QUOTED PASSAGE
"""

# Real PTE exam today was MUCH harder than the mock tests



## hictegypt (Dec 15, 2016)

Dears, I just wanted to share this with you in order to take care.

I read here many posts talking about PTE mock tests and how they are much harder than the real PTE exam.

I experienced the complete opposite today. I took my first PTE real test after taking the 2 PTE Pearson mock tests, and surprisingly, the real test was at least 3 times harder than any of the mock tests.

Didn't receive the results, yet, I didn't do well anyway.

I'm not saying that the rule is that the real tests are much harder than the mock ones, yet, what I say is that don't take it as a rule that mock tests are harder. It seems it varies from an exam to another.

Thanks.


----------



## devang2016 (Mar 14, 2016)

hictegypt said:


> Dears, I just wanted to share this with you in order to take care.
> 
> I read here many posts talking about PTE mock tests and how they are much harder than the real PTE exam.
> 
> ...


Thank you for your observation, hope you get the required score. Do you remember any specific questions from the exam, would be great if you can share..


----------



## jb0404 (Apr 23, 2017)

hictegypt said:


> Dears, I just wanted to share this with you in order to take care.
> 
> I read here many posts talking about PTE mock tests and how they are much harder than the real PTE exam.
> 
> ...


Dang!! This was on the cards. Was wondering recently when they were going to revamp their question set because they might have started wondering how applicants find it easy to clear it than IELTS(Much harder to score 8 and above on all sections than 79+ in PTE). But it was true, their mock tests were slightly harder than the actual test. Maybe not anymore!. One more person recently updated the same that exams are harder than the first attempt. 

Anyway, thanks for the heads up & sorry to hear that your exam did not go as expected. Good Luck with the next attempt.


----------



## benisrael (Oct 8, 2016)

hictegypt said:


> Dears, I just wanted to share this with you in order to take care.
> 
> I read here many posts talking about PTE mock tests and how they are much harder than the real PTE exam.
> 
> ...



I assume the mock tests were bought from official PTE site?

"""

RECORDS
"""

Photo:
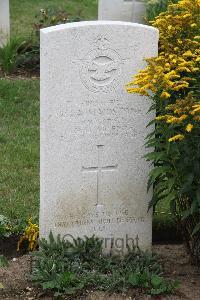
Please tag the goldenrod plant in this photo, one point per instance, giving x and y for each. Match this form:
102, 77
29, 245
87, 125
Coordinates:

"""

TASKS TO CARRY OUT
**a)** List the usernames of everyone who posted in the PTE exam thread above.
**b)** Print the PTE exam thread from "Didn't receive the" up to and including "(Mar 14, 2016)".
**c)** Write what comes next in the PTE exam thread, picking up after its last sentence.

ANSWERS PER TASK
**a)** hictegypt, devang2016, jb0404, benisrael

**b)**
Didn't receive the results, yet, I didn't do well anyway.

I'm not saying that the rule is that the real tests are much harder than the mock ones, yet, what I say is that don't take it as a rule that mock tests are harder. It seems it varies from an exam to another.

Thanks.


----------



## devang2016 (Mar 14, 2016)

**c)**
----------



## Islam_naarat (Nov 29, 2017)

it is really bad news for us!!


----------



## BeefalaRus (Jan 16, 2017)

The real test was more difficult even when I passed the exam in August.
The best advise here is to just learn English and practice test skills. Whatever the difficulty of the exam is you just need to be ready, that's it. With tons of valuable tips for the PTE it is not that difficult to pass the exam and get the desired score.


----------



## Mikail_Zubair (Nov 27, 2016)

Stay clear of grammar and spelling mistakes. Fluency is the key. Time management can be difficult in Reading, relax your mind in the Writing section for a few moment as it can affect your performance in the next ones.


----------



## benisrael (Oct 8, 2016)

Good to see these positive replies in a negative thread, no offence to Hictegypt.


----------



## adishjain86 (Apr 27, 2017)

Thanks for the info. Can you pl. share your scores obtained in Mock test?

Cheers,
AJ.

Sent from my SM-A710F using Tapatalk


----------



## hictegypt (Dec 15, 2016)

benisrael said:


> I assume the mock tests were bought from official PTE site?


Yes


----------



## hictegypt (Dec 15, 2016)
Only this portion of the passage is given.